*Условие задания 1*.
Ответьте по отрывку о климатических конференциях:
(a) Когда и в каком городе завершилась 26-я конференция ООН по климату?
(b) В каком году и в каком городе прошел международный симпозиум по климату, организованный М. И. Будыко?
(c) В каком году межправительственная группа экспертов по изменениям климата опубликовала свой первый оценочный доклад?

*Выбранный отрывок*.
12 ноября завершилась двухнедельная 26-я конференция ООН по климату в Глазго. От участников, представляющих практически все страны мира, ожидали, что они договорятся о конкретных мерах для сдерживания глобального потепления в пределах 1,5 градусов. Фактически этого так и не случилось – в рамках конференции было подписано несколько соглашений, но ни одно из них не стало всеобщим. Россия присоединилась только к одной инициативе – о сохранении лесов.
Как начали проводить климатические конференции и зачем они нужны
У климатических конференций ООН длинная предыстория. В 1971 году в Ленинграде прошел международный симпозиум по климату, который был организован Михаилом Ивановичем Будыко, выдающимся советским климатологом. Будыко представил свои работы по изучению теплового баланса Земли и одним из первых в мире (вместе с Хельмутом Ландсбергом) поднял тему влияния деятельности человечества на глобальное потепление. Завершая конференцию, советский ученый заявил, что глобальное потепление неизбежно. Тогда у него нашлось мало единомышленников.
Но уже в 1972 году в рамках советско-американского соглашения о сотрудничестве в области охраны окружающей среды была создана рабочая климатическая группа, которая занималась изучением и прогнозированием климата. К этому соглашению впоследствии присоединились и многие другие страны. А с 1985 года начала созываться межправительственная группа экспертов по изменениям климата (Intergovernmental Panel on Climate Change – IPCC). В 1988 году ее одобрила ООН и взяла под свое крыло, а в 1991 году эта группа опубликовала свой первый оценочный доклад.

*Исходные записи*.
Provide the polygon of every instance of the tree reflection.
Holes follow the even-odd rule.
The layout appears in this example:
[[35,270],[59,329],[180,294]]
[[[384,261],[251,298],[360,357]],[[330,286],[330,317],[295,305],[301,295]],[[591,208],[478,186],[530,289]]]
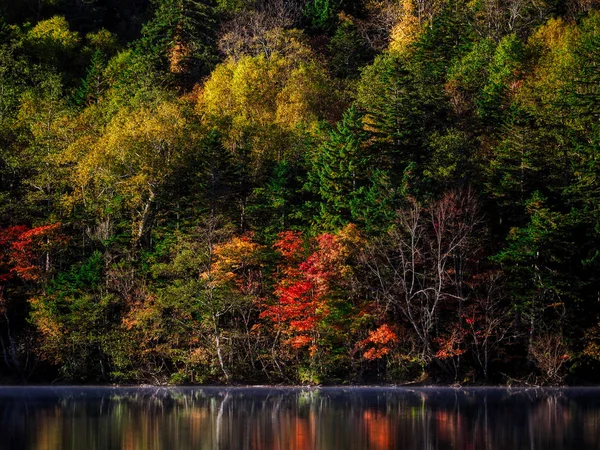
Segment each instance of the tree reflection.
[[598,449],[600,390],[0,389],[0,449]]

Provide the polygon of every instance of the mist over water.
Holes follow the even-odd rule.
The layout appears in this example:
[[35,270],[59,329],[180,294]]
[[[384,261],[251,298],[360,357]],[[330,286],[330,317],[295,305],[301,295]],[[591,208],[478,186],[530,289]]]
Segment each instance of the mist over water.
[[6,387],[0,449],[600,449],[600,389]]

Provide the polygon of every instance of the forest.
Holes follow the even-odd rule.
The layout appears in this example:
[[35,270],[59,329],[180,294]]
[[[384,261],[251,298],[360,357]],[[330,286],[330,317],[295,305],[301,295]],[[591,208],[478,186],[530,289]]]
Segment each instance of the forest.
[[600,1],[0,0],[0,381],[600,382]]

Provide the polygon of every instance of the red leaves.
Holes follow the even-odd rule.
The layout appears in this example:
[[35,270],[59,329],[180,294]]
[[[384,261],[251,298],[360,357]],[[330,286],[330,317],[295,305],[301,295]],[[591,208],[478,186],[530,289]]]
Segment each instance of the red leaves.
[[[37,281],[50,270],[50,252],[66,244],[60,223],[28,228],[17,225],[0,230],[0,281],[15,275]],[[42,261],[45,256],[45,260]]]
[[374,360],[387,355],[397,341],[398,335],[387,323],[384,323],[376,330],[371,331],[359,345],[371,345],[372,347],[363,354],[363,357],[367,360]]
[[319,324],[329,314],[327,297],[336,276],[336,263],[342,245],[336,236],[322,234],[308,257],[300,233],[279,234],[274,247],[283,257],[278,270],[281,278],[275,289],[278,302],[268,306],[261,318],[268,318],[290,335],[294,348],[314,344]]

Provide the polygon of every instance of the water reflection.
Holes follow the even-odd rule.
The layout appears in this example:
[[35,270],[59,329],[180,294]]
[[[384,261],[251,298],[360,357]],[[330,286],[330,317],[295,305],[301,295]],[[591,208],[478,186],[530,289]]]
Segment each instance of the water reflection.
[[0,388],[0,449],[600,449],[600,390]]

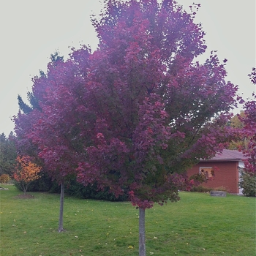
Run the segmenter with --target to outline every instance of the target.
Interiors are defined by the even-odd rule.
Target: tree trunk
[[[63,208],[64,208],[64,181],[61,184],[61,200],[59,206],[59,232],[64,231],[63,228]]]
[[[139,256],[146,256],[145,209],[139,208]]]

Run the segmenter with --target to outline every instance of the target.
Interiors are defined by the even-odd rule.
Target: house
[[[214,189],[224,188],[227,192],[242,195],[242,189],[238,187],[240,172],[239,169],[244,167],[245,157],[237,150],[224,149],[222,153],[217,154],[214,157],[203,160],[187,171],[188,176],[198,173],[208,172],[211,176],[211,170],[217,167],[214,171],[212,180],[203,183],[202,186]]]

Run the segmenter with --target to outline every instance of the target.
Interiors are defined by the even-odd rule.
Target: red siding
[[[201,162],[188,170],[189,176],[198,173],[200,167],[217,167],[214,180],[203,183],[202,186],[217,189],[224,187],[227,192],[239,193],[238,162]]]

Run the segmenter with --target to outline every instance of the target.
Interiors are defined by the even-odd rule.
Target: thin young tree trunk
[[[63,228],[63,208],[64,208],[64,184],[61,184],[61,200],[59,206],[59,232],[64,231]]]
[[[145,209],[139,208],[139,256],[146,256]]]

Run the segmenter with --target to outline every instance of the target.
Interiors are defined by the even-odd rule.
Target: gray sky
[[[228,60],[227,80],[238,85],[245,99],[251,97],[255,86],[247,75],[256,66],[255,0],[176,1],[184,7],[193,1],[201,4],[195,20],[203,24],[208,46],[201,59],[208,57],[211,50],[218,50],[220,60]],[[7,135],[12,130],[18,94],[26,98],[31,78],[39,69],[46,70],[51,53],[57,50],[67,57],[68,47],[78,48],[80,43],[96,48],[89,15],[99,13],[101,7],[98,0],[1,1],[0,133]]]

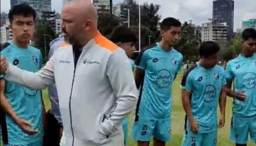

*Условие задания 2*. Представьте строки записей от первой строки до строки с «[[600,1],[0,0],[0,381],[600,382]]» включительно в виде таблицы Markdown из двух столбцов: «№» (номер строки) и «Строка» (ее текст). Пустые строки пропустите, изображения в ответ не включайте.

*Письменное решение 1*.
(a) 12 ноября, в Глазго.
(b) В 1971 году, в Ленинграде.
(c) В 1991 году.

*Письменное решение 2*.
| № | Строка |
|---|---|
| 1 | Provide the polygon of every instance of the tree reflection. |
| 2 | Holes follow the even-odd rule. |
| 3 | The layout appears in this example: |
| 4 | [[35,270],[59,329],[180,294]] |
| 5 | [[[384,261],[251,298],[360,357]],[[330,286],[330,317],[295,305],[301,295]],[[591,208],[478,186],[530,289]]] |
| 6 | Segment each instance of the tree reflection. |
| 7 | [[598,449],[600,390],[0,389],[0,449]] |
| 8 | Provide the polygon of every instance of the mist over water. |
| 9 | Holes follow the even-odd rule. |
| 10 | The layout appears in this example: |
| 11 | [[35,270],[59,329],[180,294]] |
| 12 | [[[384,261],[251,298],[360,357]],[[330,286],[330,317],[295,305],[301,295]],[[591,208],[478,186],[530,289]]] |
| 13 | Segment each instance of the mist over water. |
| 14 | [[6,387],[0,449],[600,449],[600,389]] |
| 15 | Provide the polygon of every instance of the forest. |
| 16 | Holes follow the even-odd rule. |
| 17 | The layout appears in this example: |
| 18 | [[35,270],[59,329],[180,294]] |
| 19 | [[[384,261],[251,298],[360,357]],[[330,286],[330,317],[295,305],[301,295]],[[591,208],[478,186],[530,289]]] |
| 20 | Segment each instance of the forest. |
| 21 | [[600,1],[0,0],[0,381],[600,382]] |